WHAT IS NEEDED: Read the records and gather each line that includes "goalie".

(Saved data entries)
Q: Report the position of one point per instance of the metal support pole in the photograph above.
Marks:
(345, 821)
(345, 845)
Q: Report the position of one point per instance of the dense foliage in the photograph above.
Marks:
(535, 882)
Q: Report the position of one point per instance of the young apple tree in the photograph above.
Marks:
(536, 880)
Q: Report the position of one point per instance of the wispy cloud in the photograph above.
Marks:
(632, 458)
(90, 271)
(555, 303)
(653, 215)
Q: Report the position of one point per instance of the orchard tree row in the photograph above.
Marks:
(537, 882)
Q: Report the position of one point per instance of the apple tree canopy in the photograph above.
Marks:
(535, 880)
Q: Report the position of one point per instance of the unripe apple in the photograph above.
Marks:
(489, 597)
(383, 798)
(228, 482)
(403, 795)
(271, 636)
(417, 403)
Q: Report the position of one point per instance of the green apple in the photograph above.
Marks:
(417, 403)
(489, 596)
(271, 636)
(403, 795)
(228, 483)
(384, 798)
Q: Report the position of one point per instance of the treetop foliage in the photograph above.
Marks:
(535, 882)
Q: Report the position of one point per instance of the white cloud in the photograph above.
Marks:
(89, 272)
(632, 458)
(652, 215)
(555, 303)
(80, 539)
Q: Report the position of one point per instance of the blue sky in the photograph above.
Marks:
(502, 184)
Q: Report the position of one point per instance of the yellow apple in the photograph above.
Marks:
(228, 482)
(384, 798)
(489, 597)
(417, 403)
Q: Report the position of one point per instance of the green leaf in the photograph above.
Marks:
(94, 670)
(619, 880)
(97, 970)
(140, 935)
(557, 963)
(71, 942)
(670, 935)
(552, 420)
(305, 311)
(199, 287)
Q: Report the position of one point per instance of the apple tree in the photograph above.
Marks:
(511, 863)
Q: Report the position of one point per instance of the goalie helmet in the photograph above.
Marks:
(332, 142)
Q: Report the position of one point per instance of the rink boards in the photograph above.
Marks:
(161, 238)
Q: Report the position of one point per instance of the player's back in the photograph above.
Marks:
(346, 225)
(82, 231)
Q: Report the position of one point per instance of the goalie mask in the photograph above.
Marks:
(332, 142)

EXERCISE SOLUTION:
Q: Report the position of one point per instance of the goalie helmet in the photograph above.
Q: Report the position of one point per instance of the goalie mask in the photograph above.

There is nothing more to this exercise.